> **EXERCISE DETAILS**: Set the records down again exactly, apart from any pictures in them.
── RECORDS PROVIDED ──
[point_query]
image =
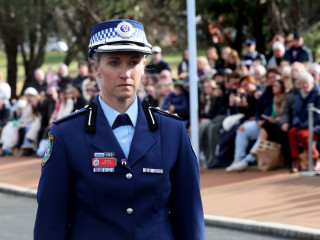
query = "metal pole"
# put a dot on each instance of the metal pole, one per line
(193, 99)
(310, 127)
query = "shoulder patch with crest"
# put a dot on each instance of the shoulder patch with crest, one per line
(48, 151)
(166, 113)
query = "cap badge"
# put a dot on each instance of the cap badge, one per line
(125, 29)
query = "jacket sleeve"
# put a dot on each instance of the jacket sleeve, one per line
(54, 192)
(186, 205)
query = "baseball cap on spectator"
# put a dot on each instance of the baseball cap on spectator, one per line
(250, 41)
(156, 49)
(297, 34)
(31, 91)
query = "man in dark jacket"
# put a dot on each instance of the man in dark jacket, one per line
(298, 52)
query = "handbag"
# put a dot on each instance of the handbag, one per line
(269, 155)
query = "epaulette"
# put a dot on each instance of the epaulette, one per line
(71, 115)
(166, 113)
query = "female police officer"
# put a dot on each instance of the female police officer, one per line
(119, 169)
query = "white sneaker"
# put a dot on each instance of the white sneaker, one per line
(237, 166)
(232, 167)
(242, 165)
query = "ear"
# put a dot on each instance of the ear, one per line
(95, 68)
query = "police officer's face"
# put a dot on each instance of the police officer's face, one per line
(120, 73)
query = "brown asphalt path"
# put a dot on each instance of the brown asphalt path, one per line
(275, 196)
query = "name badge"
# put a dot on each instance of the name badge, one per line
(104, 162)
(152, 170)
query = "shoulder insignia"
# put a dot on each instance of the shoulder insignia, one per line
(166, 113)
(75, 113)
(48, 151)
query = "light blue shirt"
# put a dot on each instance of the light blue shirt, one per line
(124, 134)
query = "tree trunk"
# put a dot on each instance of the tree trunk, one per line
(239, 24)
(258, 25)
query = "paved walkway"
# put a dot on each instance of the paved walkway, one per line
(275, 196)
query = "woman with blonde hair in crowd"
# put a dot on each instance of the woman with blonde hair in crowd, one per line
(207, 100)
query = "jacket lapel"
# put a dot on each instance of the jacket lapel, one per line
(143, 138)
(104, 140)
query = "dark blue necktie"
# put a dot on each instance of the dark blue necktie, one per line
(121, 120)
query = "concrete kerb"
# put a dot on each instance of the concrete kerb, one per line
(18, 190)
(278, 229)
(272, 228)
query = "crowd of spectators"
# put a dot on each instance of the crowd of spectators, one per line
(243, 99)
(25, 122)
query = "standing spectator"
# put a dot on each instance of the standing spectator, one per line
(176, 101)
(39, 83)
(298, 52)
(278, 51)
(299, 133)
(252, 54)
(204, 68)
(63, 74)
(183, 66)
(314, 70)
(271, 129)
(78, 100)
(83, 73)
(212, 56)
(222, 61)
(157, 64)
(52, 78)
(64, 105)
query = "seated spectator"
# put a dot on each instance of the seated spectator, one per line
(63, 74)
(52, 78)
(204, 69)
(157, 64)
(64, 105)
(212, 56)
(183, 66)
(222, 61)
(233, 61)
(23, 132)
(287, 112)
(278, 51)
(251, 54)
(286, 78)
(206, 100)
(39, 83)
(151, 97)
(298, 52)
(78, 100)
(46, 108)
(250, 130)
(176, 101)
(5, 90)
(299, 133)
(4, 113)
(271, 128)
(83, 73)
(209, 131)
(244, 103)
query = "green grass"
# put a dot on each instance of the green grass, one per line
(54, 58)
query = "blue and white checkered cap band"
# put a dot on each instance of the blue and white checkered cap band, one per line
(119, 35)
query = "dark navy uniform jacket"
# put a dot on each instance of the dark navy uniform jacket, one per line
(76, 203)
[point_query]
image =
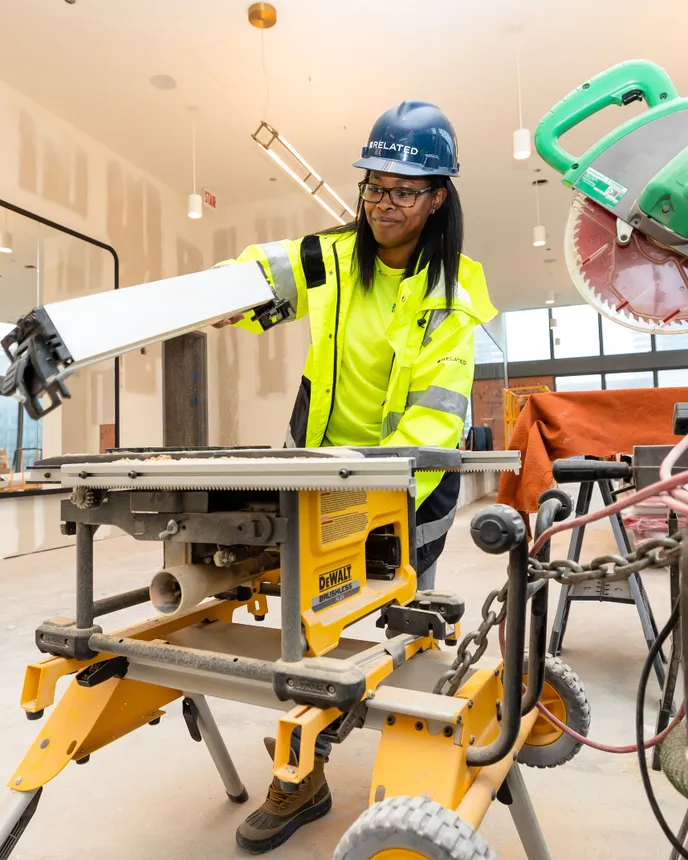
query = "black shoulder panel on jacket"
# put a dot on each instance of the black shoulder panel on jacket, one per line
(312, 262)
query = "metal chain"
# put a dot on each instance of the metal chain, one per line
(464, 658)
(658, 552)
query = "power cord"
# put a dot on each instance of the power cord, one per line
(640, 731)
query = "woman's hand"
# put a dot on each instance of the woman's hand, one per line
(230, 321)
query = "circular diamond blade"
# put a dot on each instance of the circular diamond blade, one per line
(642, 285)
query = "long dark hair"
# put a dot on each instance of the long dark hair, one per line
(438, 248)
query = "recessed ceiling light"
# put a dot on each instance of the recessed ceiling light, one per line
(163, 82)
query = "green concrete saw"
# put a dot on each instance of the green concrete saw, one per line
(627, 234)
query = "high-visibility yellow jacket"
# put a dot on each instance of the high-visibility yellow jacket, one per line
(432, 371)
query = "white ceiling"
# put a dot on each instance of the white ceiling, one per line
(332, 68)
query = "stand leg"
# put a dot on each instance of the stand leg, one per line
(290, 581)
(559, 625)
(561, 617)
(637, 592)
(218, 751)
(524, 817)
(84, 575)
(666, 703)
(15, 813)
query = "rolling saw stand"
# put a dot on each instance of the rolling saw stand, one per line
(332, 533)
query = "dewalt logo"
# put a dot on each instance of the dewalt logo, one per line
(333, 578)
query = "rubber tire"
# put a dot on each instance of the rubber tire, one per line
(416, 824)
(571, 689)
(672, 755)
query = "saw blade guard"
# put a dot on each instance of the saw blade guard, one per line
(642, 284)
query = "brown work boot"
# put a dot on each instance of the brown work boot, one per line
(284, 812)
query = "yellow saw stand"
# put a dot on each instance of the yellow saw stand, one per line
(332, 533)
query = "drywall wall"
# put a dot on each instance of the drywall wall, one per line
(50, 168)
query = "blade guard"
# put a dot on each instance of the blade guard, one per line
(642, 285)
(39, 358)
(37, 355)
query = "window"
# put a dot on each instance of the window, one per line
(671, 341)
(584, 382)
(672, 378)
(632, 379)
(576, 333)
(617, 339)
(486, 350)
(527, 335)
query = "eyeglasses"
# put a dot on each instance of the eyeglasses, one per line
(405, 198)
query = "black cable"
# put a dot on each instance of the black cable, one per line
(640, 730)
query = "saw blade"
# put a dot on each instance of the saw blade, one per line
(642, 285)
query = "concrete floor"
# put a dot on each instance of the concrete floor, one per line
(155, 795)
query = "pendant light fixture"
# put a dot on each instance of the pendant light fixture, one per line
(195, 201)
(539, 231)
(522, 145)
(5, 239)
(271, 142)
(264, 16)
───
> **REPLY TO THE TASK**:
[point_query]
image =
query = "metal pole"
# put a dot on each instance of the metal pole, one per line
(193, 99)
(310, 127)
query = "shoulder patch with crest"
# put a dot on each instance of the shoulder patch with crest, one per line
(48, 151)
(166, 113)
query = "cap badge"
# put a dot on each instance of the cap badge, one per line
(125, 29)
query = "jacket sleeve"
# put a dot on each instance of the jacket sleeve, one per line
(54, 192)
(186, 205)
query = "baseball cap on spectator"
# put a dot on each instance of the baseball cap on spectator, one per line
(250, 41)
(156, 49)
(297, 34)
(31, 91)
query = "man in dark jacket"
# put a dot on each instance of the man in dark jacket, one per line
(298, 52)
query = "handbag"
# put a dot on each instance of the handbag, one per line
(269, 155)
query = "epaulette"
# put a dot on each instance of the epaulette, one per line
(71, 115)
(166, 113)
query = "female police officer"
# put a dot on each instance of the female police officer, one per line
(119, 169)
query = "white sneaker"
# put a dot on each instance of the white sneaker, one per line
(237, 166)
(232, 167)
(242, 165)
query = "ear"
# put a dot on each instance of the ear, one per line
(95, 68)
query = "police officer's face"
# put a dot on each instance of the police officer's face, one per line
(120, 73)
query = "brown asphalt path"
# put a dot on each instance of the brown asphalt path, one per line
(275, 196)
query = "name badge"
# put a dot on each instance of the name badge, one per line
(104, 162)
(152, 170)
query = "shoulder insignia"
# put a dot on each instance of the shoulder insignia, one per line
(166, 113)
(75, 113)
(48, 151)
query = "light blue shirt"
# put a dot on each instance of the light blue shirt, one per line
(124, 134)
query = "tree trunk"
# put a dot on each instance of the tree trunk, one per line
(239, 24)
(258, 25)
query = "paved walkway"
# put a dot on each instance of the paved walkway, one per line
(275, 196)
query = "woman with blonde hair in crowd"
# put a dot on each instance of the woman with blonde hair in crowd, one per line
(207, 100)
query = "jacket lapel"
# put a dot on each instance of the jacket lapel, one per line
(143, 138)
(104, 140)
query = "dark blue necktie"
# put a dot on each instance of the dark blue necktie, one per line
(121, 120)
query = "concrete kerb"
# put a dot on each instance of the concrete kerb, one per line
(18, 190)
(278, 229)
(272, 228)
query = "crowd of spectators"
# put a dot on each instance of the crowd of spectators, one per line
(243, 99)
(25, 122)
query = "standing spectator"
# put a dot on each instance of the standing spectator, one per line
(176, 101)
(39, 83)
(298, 52)
(278, 51)
(299, 133)
(252, 54)
(204, 68)
(63, 74)
(183, 66)
(314, 70)
(271, 129)
(78, 100)
(83, 73)
(212, 56)
(222, 61)
(157, 64)
(52, 78)
(64, 105)
query = "seated spectator"
# put a dot on each instance of the seated spectator, one per line
(63, 74)
(52, 78)
(204, 69)
(157, 64)
(64, 105)
(212, 56)
(183, 66)
(222, 61)
(233, 61)
(23, 132)
(287, 112)
(278, 51)
(251, 54)
(286, 78)
(206, 100)
(39, 83)
(151, 97)
(298, 52)
(78, 100)
(46, 108)
(250, 130)
(176, 101)
(5, 90)
(299, 133)
(4, 113)
(271, 128)
(83, 73)
(209, 131)
(244, 103)
query = "green grass"
# put a dot on each instance of the green grass, one per line
(54, 58)
query = "blue and white checkered cap band"
# put a dot on each instance of the blue and white checkered cap band, one per line
(119, 35)
query = "dark navy uniform jacket"
# put a dot on each instance of the dark navy uniform jacket, one per line
(76, 203)
[point_query]
image =
query = "black shoulder panel on jacket"
# put a dot on each instance of the black shoulder panel on jacket, one per line
(312, 262)
query = "metal chain"
# put a dot on each instance of the metal chain, one per line
(464, 658)
(658, 552)
query = "power cord"
# put a dot on each instance of the power cord, one per line
(640, 731)
query = "woman's hand"
# put a dot on each instance of the woman's hand, one per line
(230, 321)
query = "circular diamond blade"
# put a dot on each instance of the circular diamond blade, one per line
(642, 285)
query = "long dark hair"
# put a dot on each instance of the long dark hair, one per line
(438, 248)
query = "recessed ceiling light"
# put a dot on each instance of the recessed ceiling light, one per line
(163, 82)
query = "green concrete saw"
# put a dot on each instance of the green concrete saw, one per line
(627, 234)
query = "high-visibility yellow jacket"
# put a dot on each instance of the high-visibility yellow jacket, one per line
(432, 371)
query = "white ceiling"
# put a dot on each instance of the white ceiling, one per line
(332, 68)
query = "stand leg"
# put a dot on each instance of the stand leg, one per line
(290, 581)
(559, 625)
(561, 617)
(637, 592)
(218, 751)
(524, 817)
(84, 575)
(666, 703)
(15, 813)
query = "rolling saw stand"
# put a dot on each instance of the rolling saw stand, one per line
(332, 533)
query = "dewalt logo"
# put a dot on each instance of the dewalt logo, one per line
(333, 578)
query = "rubber tire"
# put a dot on each instance of the rubber tire, one per line
(416, 824)
(571, 689)
(672, 755)
query = "saw blade guard"
# put a dot on each instance of the saw blade guard, one per line
(642, 284)
query = "brown work boot"
# put a dot on each instance of the brown work boot, one per line
(284, 812)
query = "yellow saw stand"
# put a dot on each instance of the yellow saw stand, one per line
(332, 533)
query = "drywall wall"
# put a dot on each instance of the drywall wall, one per line
(50, 168)
query = "blade guard"
# put a dot on each instance of the blade guard, one per line
(642, 285)
(39, 358)
(37, 355)
query = "window"
# put a dot on each instance of the window, one per line
(671, 341)
(584, 382)
(672, 378)
(632, 379)
(576, 333)
(617, 339)
(486, 350)
(527, 335)
query = "eyeglasses"
# put a dot on each instance of the eyeglasses, one per line
(405, 198)
query = "black cable"
# put a dot on each instance of the black cable, one per line
(640, 730)
query = "saw blade"
# put a dot on each instance of the saw blade, one per line
(642, 285)
query = "concrete floor"
# put a dot on each instance of the concrete floor, one per line
(155, 795)
query = "pendant light fixture"
# put a dot on each instance of the pendant light fixture, one per line
(195, 201)
(539, 231)
(522, 145)
(5, 239)
(271, 142)
(264, 16)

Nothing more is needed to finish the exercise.